◆ Problem details: Return the listing below character for character.

◆ Data records:

>>>

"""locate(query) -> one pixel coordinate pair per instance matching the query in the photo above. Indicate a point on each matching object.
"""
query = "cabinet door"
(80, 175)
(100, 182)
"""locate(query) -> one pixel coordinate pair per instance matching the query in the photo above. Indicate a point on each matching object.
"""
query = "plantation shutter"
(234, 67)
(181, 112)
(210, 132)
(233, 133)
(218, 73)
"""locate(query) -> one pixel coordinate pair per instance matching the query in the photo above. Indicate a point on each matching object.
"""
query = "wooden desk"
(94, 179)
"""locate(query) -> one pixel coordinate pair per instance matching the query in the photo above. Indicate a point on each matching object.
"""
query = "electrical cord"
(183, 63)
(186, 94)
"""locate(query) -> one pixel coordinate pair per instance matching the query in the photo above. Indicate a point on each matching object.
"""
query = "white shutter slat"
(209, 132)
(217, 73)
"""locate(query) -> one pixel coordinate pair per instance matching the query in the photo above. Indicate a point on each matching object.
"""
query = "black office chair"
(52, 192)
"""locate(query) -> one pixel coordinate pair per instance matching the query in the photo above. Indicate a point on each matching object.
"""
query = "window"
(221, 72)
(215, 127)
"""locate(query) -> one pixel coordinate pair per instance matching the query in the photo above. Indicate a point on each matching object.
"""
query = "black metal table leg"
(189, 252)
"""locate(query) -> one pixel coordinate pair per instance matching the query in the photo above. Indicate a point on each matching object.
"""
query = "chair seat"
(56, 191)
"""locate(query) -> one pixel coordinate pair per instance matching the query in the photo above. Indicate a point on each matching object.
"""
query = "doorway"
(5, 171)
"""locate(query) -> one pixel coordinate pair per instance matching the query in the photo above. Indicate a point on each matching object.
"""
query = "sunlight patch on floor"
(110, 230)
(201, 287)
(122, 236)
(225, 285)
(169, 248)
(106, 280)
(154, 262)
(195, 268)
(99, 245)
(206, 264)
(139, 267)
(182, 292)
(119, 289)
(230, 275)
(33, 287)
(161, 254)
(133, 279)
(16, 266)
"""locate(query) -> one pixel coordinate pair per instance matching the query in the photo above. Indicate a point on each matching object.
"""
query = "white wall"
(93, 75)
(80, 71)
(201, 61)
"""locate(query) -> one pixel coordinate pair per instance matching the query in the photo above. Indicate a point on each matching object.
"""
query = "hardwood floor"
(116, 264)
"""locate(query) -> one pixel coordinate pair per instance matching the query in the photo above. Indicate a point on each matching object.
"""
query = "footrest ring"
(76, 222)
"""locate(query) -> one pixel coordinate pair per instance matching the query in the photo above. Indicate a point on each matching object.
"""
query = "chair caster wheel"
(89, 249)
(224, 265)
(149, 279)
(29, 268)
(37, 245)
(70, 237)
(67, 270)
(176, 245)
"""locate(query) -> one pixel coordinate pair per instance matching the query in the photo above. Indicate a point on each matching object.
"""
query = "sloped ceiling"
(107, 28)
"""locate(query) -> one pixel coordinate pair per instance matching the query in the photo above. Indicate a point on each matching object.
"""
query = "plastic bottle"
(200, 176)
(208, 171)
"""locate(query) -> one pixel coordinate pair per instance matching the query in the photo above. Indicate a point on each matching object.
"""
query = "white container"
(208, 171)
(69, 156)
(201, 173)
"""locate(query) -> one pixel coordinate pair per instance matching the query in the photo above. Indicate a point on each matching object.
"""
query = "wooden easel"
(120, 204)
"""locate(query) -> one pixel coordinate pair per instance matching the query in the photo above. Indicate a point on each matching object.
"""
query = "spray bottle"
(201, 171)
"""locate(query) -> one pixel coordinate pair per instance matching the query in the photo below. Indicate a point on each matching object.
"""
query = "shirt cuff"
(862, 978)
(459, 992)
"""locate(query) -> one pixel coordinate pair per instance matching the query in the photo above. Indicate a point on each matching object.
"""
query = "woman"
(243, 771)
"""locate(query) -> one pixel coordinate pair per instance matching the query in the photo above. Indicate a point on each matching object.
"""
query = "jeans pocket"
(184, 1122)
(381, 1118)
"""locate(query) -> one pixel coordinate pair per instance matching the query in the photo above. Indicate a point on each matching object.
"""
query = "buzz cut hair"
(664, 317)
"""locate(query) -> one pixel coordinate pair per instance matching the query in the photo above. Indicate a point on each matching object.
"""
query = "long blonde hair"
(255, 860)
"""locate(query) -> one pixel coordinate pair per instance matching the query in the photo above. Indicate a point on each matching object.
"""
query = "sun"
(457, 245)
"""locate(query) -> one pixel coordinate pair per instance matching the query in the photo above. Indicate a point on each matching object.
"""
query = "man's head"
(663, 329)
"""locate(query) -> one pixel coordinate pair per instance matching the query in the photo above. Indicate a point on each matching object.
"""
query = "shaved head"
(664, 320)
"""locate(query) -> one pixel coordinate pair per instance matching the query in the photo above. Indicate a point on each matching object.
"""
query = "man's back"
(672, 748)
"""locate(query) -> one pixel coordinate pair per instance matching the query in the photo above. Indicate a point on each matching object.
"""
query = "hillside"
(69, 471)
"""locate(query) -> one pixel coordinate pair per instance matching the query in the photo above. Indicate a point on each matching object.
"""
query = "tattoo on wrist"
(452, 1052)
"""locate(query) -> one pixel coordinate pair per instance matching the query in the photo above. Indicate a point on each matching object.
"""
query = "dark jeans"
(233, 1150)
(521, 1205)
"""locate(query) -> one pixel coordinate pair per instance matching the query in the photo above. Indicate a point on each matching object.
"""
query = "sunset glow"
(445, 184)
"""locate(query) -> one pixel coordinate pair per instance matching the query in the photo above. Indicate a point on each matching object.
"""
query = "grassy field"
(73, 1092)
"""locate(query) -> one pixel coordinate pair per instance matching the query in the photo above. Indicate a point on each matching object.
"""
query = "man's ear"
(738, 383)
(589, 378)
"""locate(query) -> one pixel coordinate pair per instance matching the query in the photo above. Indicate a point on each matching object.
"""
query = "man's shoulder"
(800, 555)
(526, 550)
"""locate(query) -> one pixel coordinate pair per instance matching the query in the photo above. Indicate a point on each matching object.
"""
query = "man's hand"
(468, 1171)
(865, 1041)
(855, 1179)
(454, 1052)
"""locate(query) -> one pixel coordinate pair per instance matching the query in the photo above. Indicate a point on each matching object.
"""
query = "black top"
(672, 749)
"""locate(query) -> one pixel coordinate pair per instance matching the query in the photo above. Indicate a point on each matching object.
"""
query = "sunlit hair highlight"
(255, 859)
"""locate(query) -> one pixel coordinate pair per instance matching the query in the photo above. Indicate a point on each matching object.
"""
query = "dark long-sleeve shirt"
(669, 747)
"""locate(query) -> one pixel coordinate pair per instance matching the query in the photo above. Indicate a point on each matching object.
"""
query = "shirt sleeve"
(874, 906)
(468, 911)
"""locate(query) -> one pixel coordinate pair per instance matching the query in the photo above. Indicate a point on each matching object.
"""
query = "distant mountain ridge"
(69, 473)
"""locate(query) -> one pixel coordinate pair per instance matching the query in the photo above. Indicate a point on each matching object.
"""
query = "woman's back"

<<<

◆ Result of the exercise:
"""locate(query) -> one pixel coordinate pair per instance matching the query in the photo above. Indicate a point on each matching object.
"""
query = "cabinet door"
(80, 175)
(100, 182)
"""locate(query) -> one pixel coordinate pair per instance matching the query in the photo above. Indicate a point on each matching object.
"""
query = "plantation shutter"
(234, 67)
(181, 112)
(210, 132)
(233, 133)
(218, 73)
"""locate(query) -> one pixel coordinate pair per instance matching the query in the photo above. Indicate a point on each matching object.
"""
query = "wooden desk"
(94, 179)
"""locate(query) -> one pixel coordinate pair per instance matching the query in the photo above. Indicate a point on each matching object.
"""
query = "electrical cord"
(183, 63)
(186, 94)
"""locate(query) -> one pixel coordinate pair per instance matching the query in the photo above. Indicate a point on each matching object.
"""
query = "white shutter slat"
(209, 132)
(217, 73)
"""locate(query) -> one pixel coordinate pair per instance matching the query in the photo above. Indicate a point on each matching object.
"""
query = "black office chair"
(52, 192)
"""locate(query) -> one pixel coordinate pair per instance matching the query in the photo above. Indicate a point on each matching object.
"""
query = "window"
(221, 72)
(215, 127)
"""locate(query) -> one pixel coordinate pair per instance matching the query in the photo above. Indicate a point on each matching object.
"""
query = "black metal table leg"
(189, 252)
"""locate(query) -> one pixel coordinate pair per instance matching the query in the photo above. Indicate a point on each matching object.
"""
query = "chair seat"
(56, 191)
"""locate(query) -> one pixel coordinate pair per instance matching the query in the photo above. Indicate a point on each matching object.
"""
query = "doorway"
(5, 171)
"""locate(query) -> one pixel coordinate pair per instance matching the query in the photo above. Indicate a point on each matching object.
"""
query = "sunlight patch on floor"
(110, 230)
(201, 287)
(122, 236)
(225, 285)
(169, 248)
(106, 280)
(154, 262)
(195, 268)
(99, 245)
(206, 264)
(139, 267)
(182, 292)
(119, 289)
(230, 275)
(33, 287)
(161, 254)
(133, 279)
(16, 266)
"""locate(query) -> one pixel coordinate pair per instance matching the query in the photo above. Indicate a point on each matching object.
"""
query = "white wall"
(93, 75)
(80, 71)
(201, 61)
"""locate(query) -> one pixel coordinate pair per instance matching the query in the photo above. Indicate a point on each matching object.
"""
query = "hardwood floor"
(116, 264)
"""locate(query) -> one pixel coordinate pair per instance matching the query in the photo above. Indicate a point on each matching object.
"""
query = "footrest ring"
(76, 222)
"""locate(query) -> one pixel coordinate pair per instance matching the query in the photo above. Indicate a point on each matching object.
"""
query = "chair caster wheel"
(89, 249)
(224, 265)
(149, 279)
(29, 268)
(37, 245)
(70, 237)
(67, 270)
(176, 245)
"""locate(query) -> one pixel coordinate pair per instance matching the query in the photo above. Indicate a point on each matching object.
"""
query = "sloped ceiling"
(107, 28)
"""locate(query) -> one pixel coordinate pair per instance matching the query in the photo above. Indicate a point on each matching object.
"""
query = "plastic bottle"
(200, 176)
(208, 171)
"""locate(query) -> one pixel coordinate pair per instance matching the query in the photo above. Indicate a point on each matching object.
"""
query = "white container"
(208, 171)
(69, 156)
(201, 173)
"""locate(query) -> one pixel coordinate pair per instance matching the query in the photo above. Indicate a point on each matching object.
"""
query = "wooden easel"
(120, 204)
"""locate(query) -> one pixel coordinate pair per instance matching the query in the photo above. Indicate a point on each matching object.
"""
query = "spray bottle"
(201, 171)
"""locate(query) -> one pixel coordinate pair per instance matching the query in the photo below. Indicate a point on each matching object.
"""
query = "shirt cuff"
(862, 978)
(459, 992)
"""locate(query) -> one pixel coordinate pair per instance matching the query in the photo above. Indicate a point on each matching object.
"""
query = "woman"
(243, 771)
"""locate(query) -> one pixel coordinate pair per instance matching the query in the photo above. Indicate a point on each matching object.
"""
query = "jeans pocket"
(184, 1122)
(381, 1118)
"""locate(query) -> one pixel coordinate pair per instance matching the query in the photo above. Indicate a point on each matching object.
"""
query = "buzz cut hair"
(664, 317)
"""locate(query) -> one pixel coordinate pair per instance matching the query in the photo above. Indicate a point on each matching object.
"""
query = "long blonde hair"
(255, 860)
"""locate(query) -> one pixel coordinate pair per instance matching the query in the photo above. Indicate a point on each matching object.
"""
query = "sun"
(457, 245)
"""locate(query) -> one pixel coordinate pair per instance matching the query in the photo above. Indicate a point on each matching object.
"""
query = "man's head"
(663, 329)
"""locate(query) -> one pixel coordinate pair per instance matching the query in the photo above. Indicate a point on each matching object.
"""
query = "shaved head"
(664, 320)
"""locate(query) -> one pixel coordinate pair per instance matching the query in the photo above. Indicate a point on each matching object.
"""
query = "man's back"
(672, 748)
"""locate(query) -> one pixel coordinate pair per instance matching the query in the photo above. Indicate a point on each matching object.
"""
query = "hillside"
(69, 471)
"""locate(query) -> one pixel coordinate pair per instance matching the query in the photo above. Indicate a point on each matching object.
"""
query = "tattoo on wrist"
(452, 1052)
"""locate(query) -> one pixel coordinate pair per instance matching the query in the photo above. Indicate a point on each matching object.
"""
query = "dark jeans"
(233, 1150)
(521, 1205)
"""locate(query) -> one pixel coordinate pair per instance matching the query in the photo above. Indicate a point on each matching object.
"""
query = "sunset glow"
(445, 184)
"""locate(query) -> one pixel coordinate pair per instance matching the query in the photo above. Indicate a point on each matching object.
"""
query = "grassy field"
(73, 1092)
"""locate(query) -> one pixel coordinate pair per instance matching the query in the photo above. Indicate a point on each matching object.
"""
query = "man's ear"
(738, 383)
(589, 378)
"""locate(query) -> one pixel coordinate pair per instance matching the query in the photo above. Indicate a point on each matching object.
"""
query = "man's shoulder"
(800, 555)
(526, 550)
"""locate(query) -> one pixel coordinate pair per instance matching the query in the photo above. Indicate a point on each matching object.
"""
query = "man's hand"
(468, 1171)
(865, 1041)
(855, 1179)
(454, 1052)
"""locate(query) -> one pixel coordinate pair per instance matching the query in the photo above. Indicate a point on each matching object.
"""
query = "black top"
(672, 749)
"""locate(query) -> one pixel coordinate pair per instance matching the query in the photo above. Indicate a point on each matching object.
"""
query = "sunlit hair highlight"
(255, 859)
"""locate(query) -> one pixel coordinate pair per instance matching the query in the photo above. Indicate a point on each matching object.
"""
query = "dark long-sleeve shirt"
(669, 747)
"""locate(query) -> one pixel coordinate pair per instance matching the query in the photo above. Indicate a point on each matching object.
"""
query = "shirt sleeve"
(874, 906)
(468, 911)
"""locate(query) -> one pixel coordinate pair per instance matching the query in the photo above. Indicate a point on each matching object.
"""
query = "distant mountain ridge"
(69, 473)
"""locate(query) -> one pixel coordinate pair per instance matching the query in the photo above. Indicate a point on each matching object.
"""
query = "woman's back"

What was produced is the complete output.